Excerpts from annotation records
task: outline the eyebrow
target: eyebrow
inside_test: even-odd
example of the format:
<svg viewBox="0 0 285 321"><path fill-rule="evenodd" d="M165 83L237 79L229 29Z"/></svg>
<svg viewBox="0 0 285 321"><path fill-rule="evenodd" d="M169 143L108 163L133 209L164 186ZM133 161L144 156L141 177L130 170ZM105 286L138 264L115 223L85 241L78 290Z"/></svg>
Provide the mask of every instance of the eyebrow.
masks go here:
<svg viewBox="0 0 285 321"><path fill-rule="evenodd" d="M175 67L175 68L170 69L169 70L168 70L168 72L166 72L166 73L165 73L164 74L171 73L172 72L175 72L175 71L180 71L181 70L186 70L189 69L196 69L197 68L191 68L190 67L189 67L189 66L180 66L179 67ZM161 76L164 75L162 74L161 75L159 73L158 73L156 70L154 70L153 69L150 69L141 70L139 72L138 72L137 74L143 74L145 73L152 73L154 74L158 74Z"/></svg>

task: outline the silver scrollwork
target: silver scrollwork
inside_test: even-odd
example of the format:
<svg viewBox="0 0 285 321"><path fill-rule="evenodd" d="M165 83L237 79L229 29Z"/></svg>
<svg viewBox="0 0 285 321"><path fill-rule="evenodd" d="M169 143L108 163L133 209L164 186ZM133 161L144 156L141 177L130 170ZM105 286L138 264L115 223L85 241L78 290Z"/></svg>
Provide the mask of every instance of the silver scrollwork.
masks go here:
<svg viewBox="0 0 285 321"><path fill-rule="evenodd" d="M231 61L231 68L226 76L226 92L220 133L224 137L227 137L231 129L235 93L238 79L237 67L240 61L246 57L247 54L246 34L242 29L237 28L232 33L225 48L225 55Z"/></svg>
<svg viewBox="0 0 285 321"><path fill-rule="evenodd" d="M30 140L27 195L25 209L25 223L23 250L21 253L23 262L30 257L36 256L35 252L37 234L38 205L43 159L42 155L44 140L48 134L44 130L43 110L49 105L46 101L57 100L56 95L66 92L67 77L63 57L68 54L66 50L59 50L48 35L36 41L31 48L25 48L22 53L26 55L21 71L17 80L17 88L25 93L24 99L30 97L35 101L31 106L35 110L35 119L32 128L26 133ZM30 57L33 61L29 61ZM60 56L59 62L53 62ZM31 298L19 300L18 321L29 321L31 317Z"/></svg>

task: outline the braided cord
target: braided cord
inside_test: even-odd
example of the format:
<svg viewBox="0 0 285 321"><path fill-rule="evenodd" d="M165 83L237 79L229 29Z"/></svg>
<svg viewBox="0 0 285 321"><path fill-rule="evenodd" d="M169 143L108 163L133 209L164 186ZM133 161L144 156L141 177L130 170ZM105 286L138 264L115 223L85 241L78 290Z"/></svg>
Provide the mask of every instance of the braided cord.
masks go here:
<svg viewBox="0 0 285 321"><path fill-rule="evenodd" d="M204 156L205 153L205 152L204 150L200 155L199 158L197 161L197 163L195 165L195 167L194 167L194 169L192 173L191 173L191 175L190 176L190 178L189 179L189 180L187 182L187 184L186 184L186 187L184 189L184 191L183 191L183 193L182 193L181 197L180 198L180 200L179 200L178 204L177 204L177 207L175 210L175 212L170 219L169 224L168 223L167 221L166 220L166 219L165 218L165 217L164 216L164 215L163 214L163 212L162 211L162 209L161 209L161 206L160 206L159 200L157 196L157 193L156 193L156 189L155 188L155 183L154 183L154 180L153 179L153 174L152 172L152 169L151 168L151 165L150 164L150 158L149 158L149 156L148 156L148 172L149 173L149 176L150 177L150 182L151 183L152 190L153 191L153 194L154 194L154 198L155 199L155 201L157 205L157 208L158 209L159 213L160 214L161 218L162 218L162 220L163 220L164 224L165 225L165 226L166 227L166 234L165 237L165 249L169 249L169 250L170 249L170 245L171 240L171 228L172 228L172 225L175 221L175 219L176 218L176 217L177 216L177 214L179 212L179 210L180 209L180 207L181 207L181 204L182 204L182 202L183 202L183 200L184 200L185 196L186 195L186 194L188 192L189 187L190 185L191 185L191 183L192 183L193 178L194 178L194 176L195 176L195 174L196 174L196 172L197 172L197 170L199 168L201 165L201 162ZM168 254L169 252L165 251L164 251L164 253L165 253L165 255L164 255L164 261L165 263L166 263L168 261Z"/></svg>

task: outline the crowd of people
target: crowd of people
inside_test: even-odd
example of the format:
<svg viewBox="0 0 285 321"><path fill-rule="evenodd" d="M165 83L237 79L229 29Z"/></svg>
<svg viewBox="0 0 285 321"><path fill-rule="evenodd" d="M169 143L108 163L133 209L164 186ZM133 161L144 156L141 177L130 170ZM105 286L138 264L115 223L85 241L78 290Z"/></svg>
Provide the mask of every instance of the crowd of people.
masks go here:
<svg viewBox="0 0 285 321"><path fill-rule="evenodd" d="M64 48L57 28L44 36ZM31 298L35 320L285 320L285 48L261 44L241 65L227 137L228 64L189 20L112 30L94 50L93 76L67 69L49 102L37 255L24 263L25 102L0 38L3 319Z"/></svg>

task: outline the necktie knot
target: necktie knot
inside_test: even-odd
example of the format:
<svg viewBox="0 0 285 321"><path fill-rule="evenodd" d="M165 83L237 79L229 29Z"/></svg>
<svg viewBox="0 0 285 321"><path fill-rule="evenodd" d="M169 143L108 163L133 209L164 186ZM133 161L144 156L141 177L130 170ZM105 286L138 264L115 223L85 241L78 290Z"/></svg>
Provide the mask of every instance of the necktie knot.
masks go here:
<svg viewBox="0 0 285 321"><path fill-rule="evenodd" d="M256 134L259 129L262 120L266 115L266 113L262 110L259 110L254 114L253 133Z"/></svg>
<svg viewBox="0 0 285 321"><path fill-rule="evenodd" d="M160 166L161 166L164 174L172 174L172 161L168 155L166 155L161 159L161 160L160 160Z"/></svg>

==

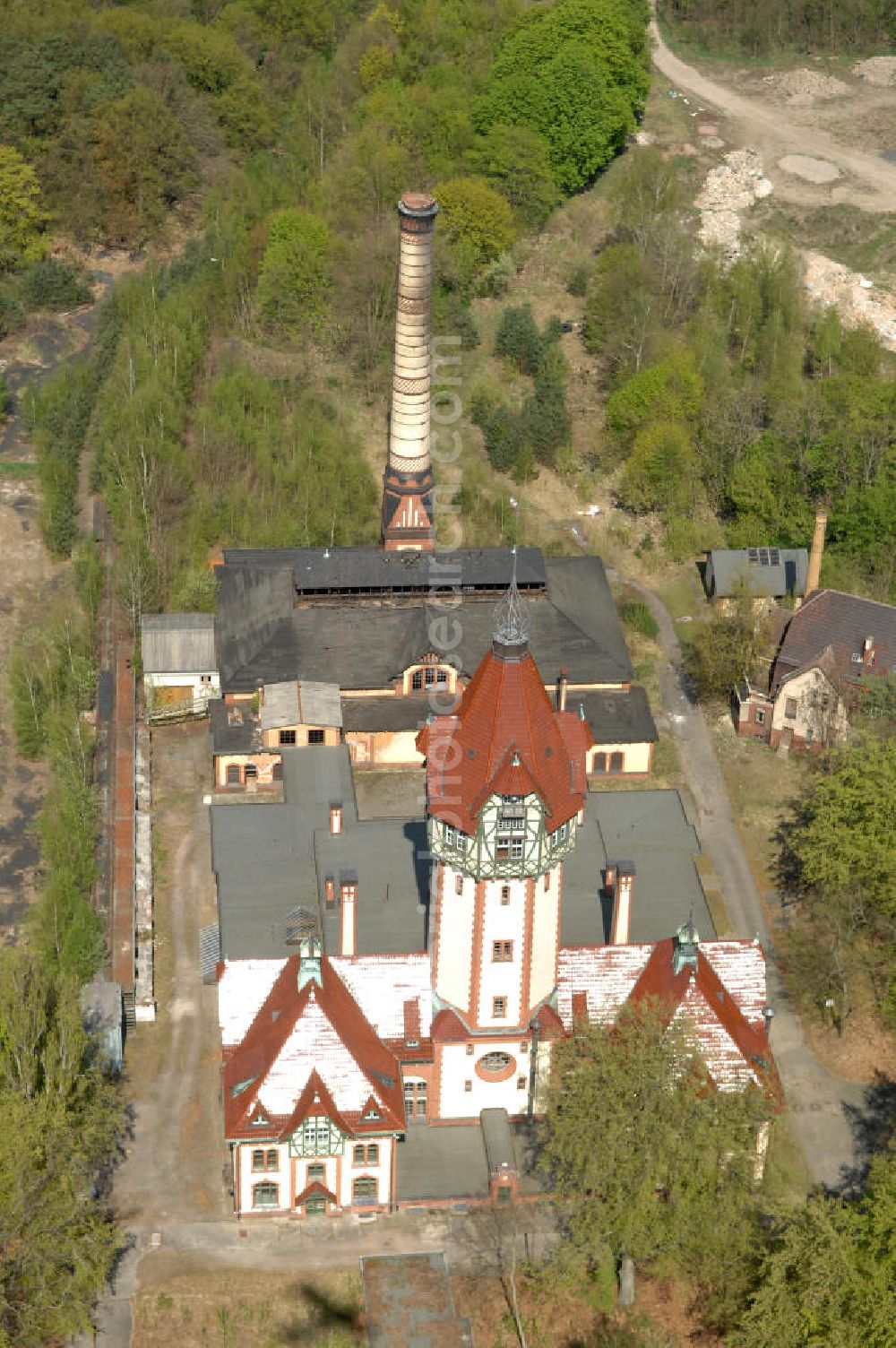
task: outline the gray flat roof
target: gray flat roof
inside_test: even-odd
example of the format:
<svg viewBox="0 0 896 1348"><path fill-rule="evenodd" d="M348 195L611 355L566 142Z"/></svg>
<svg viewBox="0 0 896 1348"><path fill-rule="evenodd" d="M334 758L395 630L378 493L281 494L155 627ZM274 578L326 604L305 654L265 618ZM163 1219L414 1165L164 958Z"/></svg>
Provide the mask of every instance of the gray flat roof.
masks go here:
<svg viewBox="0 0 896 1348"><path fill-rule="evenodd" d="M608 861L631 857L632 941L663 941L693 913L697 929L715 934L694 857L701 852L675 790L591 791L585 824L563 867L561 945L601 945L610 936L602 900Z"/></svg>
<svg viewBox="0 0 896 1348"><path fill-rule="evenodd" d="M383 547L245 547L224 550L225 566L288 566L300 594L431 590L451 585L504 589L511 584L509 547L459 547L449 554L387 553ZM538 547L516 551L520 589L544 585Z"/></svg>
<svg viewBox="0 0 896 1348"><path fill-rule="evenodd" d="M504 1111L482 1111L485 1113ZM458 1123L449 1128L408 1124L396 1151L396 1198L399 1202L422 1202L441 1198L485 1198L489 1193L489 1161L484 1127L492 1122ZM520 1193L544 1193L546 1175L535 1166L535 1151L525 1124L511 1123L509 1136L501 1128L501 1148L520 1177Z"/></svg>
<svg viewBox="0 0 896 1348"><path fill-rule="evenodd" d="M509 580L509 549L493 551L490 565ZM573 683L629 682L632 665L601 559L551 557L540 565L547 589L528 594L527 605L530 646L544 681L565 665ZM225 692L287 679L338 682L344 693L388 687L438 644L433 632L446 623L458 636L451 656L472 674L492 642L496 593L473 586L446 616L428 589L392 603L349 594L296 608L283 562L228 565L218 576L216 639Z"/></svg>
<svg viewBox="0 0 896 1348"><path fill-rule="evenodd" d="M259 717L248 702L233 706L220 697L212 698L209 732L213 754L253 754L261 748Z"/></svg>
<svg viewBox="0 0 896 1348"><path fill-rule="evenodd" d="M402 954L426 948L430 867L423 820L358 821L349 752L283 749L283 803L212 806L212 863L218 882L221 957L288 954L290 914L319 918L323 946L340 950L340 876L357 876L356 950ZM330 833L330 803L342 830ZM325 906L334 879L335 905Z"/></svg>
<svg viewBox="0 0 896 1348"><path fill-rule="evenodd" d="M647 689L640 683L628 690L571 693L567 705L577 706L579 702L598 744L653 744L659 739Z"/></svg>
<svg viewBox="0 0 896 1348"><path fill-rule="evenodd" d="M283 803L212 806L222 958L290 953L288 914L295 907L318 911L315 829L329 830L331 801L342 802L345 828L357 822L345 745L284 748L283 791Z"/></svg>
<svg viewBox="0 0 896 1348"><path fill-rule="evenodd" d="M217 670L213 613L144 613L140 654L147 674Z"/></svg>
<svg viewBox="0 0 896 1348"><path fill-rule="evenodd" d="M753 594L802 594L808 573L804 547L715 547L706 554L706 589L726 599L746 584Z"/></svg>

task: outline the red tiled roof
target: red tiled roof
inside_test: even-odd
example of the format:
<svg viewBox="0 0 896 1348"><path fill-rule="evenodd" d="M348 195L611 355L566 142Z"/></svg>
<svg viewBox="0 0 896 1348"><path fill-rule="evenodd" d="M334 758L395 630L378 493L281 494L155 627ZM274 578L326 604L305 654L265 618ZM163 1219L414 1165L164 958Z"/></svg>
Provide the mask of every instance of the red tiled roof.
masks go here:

> _AIM_
Locate each line in the data above that contains the string "tiled" and copy those lines. Letter case must match.

> _TASK RESULT_
task: outline the red tiled roof
target: red tiled roof
Provide the mask of every instance of the red tiled roof.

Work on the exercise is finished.